Directions:
a. Duplicate the part of the passage on cold start in recommendation retrieval that opens with the words containing "Cold start, solved" and closes with "source you pick.".
b. Say whether each statement agrees with the passage on cold start in recommendation retrieval. Answer yes or no, and quote the deciding words. (i) An item tower that uses only item_id leaves a new item invisible until it gets clicks. (ii) The numbers in the candidate-sources mixer are meant to calibrate a real system. (iii) Content towers are essential for marketplaces with fresh inventory.
c. Resume the passage on cold start in recommendation retrieval from the point where it stops.

Exercise passage:
Cold start, solved in the tower features
The seductive answer to cold start is "use a content-based source." The deeper principle: cold start is solved by which features go into the tower, not by which source you pick.
- New users. If the user tower's only input is
user_id(i.e., a learned embedding lookup), a new user has a random embedding and recommendations are useless. If the user tower also consumes context features (device, locale, query, time-of-day, demographic priors), then a new user has a sensible vector from request 1. - New items. Same on the item side. If the item tower consumes only
item_id, a new item is invisible until it accrues clicks. If the item tower consumes content features (title, image, creator, category), it has a sensible vector at indexing time and is retrievable from day zero. This is why content towers are essential for marketplaces with fresh inventory (jobs, news, listings, ads).
The four retrieval architectures, compared
| Item-item CF | Matrix factorization | Two-tower (content) | Two-tower (collaborative) | |
|---|---|---|---|---|
| Cold start (new items) | Bad — no column | Bad — no vj learned | Excellent — content features carry it | Good if tower has content features |
| Cold start (new users) | OK — works from first click | Bad — no ui learned | Excellent if user tower has context features | Good if tower has context features |
| Expressiveness | Low | Low — bilinear only | Medium — depth of tower | Medium — same, with behavioural signal |
| Sparsity tolerance | Bad — needs co-occurrence | Better — embeds through structure | Best — features fill the gaps | Best — features + behavior |
| Scalability (serving) | Pre-compute item-item table, O(I²) store | ANN over vj | ANN over vj | ANN over vj |
| Ease of debugging | Very high — "neighbours of X" | High — inspect embeddings | Medium — feature attribution | Lower — entangled signals |
Interactive · the candidate-sources mixer
Allocate your K₁ budget across five candidate sources and read the diagnosis. The numbers are illustrative toy estimates — the point is to feel how the trade-offs interact, not to calibrate a real system.

Raw data:
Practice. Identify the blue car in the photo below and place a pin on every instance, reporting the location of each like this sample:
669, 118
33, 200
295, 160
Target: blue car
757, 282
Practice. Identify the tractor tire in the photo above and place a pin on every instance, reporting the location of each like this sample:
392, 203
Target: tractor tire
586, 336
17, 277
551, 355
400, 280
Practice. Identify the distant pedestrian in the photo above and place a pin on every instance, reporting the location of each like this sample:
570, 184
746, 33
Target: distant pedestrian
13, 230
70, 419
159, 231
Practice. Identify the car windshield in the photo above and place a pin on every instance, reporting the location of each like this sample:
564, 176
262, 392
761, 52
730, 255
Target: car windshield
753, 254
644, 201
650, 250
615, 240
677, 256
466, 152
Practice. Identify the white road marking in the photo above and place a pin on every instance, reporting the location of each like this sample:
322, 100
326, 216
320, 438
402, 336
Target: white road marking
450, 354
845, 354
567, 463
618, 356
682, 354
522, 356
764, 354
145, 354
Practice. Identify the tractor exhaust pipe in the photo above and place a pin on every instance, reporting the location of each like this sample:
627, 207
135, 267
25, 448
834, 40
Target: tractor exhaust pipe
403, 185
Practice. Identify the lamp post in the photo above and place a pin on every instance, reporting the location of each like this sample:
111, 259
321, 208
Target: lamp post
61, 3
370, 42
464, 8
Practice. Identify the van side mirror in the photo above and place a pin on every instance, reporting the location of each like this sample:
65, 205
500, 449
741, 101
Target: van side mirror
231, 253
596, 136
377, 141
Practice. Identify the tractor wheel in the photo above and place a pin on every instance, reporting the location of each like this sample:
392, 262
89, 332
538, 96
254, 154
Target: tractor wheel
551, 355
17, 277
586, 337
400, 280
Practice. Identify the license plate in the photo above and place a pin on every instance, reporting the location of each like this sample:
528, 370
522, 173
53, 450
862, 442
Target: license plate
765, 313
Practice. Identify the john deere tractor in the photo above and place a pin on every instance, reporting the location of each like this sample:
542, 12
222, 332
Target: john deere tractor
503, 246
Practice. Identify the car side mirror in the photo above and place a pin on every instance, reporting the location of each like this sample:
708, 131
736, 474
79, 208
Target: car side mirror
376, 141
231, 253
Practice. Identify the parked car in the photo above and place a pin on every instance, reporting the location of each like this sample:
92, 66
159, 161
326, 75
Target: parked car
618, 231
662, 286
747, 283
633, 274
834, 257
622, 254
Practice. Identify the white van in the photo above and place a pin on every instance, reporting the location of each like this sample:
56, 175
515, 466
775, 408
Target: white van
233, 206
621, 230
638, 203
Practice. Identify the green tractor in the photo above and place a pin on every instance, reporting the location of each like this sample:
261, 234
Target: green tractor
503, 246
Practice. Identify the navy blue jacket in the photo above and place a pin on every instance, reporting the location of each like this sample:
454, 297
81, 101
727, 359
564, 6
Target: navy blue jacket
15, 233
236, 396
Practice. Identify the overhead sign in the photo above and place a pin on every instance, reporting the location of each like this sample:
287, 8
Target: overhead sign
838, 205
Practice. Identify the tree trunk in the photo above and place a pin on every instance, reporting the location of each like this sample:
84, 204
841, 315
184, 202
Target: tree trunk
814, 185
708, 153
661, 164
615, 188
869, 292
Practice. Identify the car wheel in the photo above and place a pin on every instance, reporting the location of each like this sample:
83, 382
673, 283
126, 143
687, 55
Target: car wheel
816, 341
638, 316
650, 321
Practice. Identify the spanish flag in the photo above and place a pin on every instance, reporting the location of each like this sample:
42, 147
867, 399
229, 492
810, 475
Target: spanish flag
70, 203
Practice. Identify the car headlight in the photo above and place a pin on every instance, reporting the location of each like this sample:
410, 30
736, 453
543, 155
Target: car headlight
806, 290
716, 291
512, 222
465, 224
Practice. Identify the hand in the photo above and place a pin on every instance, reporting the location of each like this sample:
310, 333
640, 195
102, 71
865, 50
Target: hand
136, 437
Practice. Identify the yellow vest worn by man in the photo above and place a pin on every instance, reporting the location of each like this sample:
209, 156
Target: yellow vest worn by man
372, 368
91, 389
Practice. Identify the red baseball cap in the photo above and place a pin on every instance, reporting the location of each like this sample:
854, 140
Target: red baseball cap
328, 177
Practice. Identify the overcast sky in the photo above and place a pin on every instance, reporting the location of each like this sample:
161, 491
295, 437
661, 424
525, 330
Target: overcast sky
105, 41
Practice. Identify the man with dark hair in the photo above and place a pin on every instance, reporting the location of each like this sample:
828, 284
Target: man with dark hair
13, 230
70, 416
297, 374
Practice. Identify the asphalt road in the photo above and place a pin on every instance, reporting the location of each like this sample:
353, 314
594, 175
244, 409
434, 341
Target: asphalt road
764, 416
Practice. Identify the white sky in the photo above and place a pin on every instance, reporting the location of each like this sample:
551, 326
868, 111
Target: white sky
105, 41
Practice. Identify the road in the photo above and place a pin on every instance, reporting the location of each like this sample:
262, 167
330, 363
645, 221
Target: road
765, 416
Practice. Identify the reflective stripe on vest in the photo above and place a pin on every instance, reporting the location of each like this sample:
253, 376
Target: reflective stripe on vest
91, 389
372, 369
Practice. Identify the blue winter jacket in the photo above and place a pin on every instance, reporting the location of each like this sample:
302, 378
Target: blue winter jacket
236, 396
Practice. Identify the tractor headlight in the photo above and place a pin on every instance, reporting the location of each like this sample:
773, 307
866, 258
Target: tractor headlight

Replies:
a.
Cold start, solved in the tower features
The seductive answer to cold start is "use a content-based source." The deeper principle: cold start is solved by which features go into the tower, not by which source you pick.

b.
(i) Yes: "a new item is invisible until it accrues clicks"
(ii) No: "the point is to feel how the trade-offs interact, not to calibrate a real system"
(iii) Yes: "This is why content towers are essential for marketplaces with fresh inventory"

c.
Interview prompts you should be ready for
- "Why don't you train one model that takes (user, item) features and outputs a score, then retrieve top-K from that?" (Probes: do you understand that no cross-features at the top is what makes the item index precomputable? Compute the cost: N × MLP_forward per request.)
- "Walk me through the loss function of a two-tower model." (Sampled softmax / in-batch negatives, temperature, logQ correction. Bonus if you mention popularity bias of in-batch negatives and the correction for it.)
- "Your two-tower retrieval has terrible recall on long-tail items. Diagnose." (Probes: item tower starved of content features so tail items have noisy embeddings; in-batch negatives over-penalize popular items but the tail isn't actually being trained on; missing exploration source; ranker filters tail out so positive labels never accumulate.)
- "When would you use matrix factorization in 2025 instead of a two-tower model?" (Honest answer: rarely, but — tiny catalogue, dense interactions, interpretability requirement, no item features available, baseline you need to ship in a week. MF is a special case of two-tower, not a different model class.)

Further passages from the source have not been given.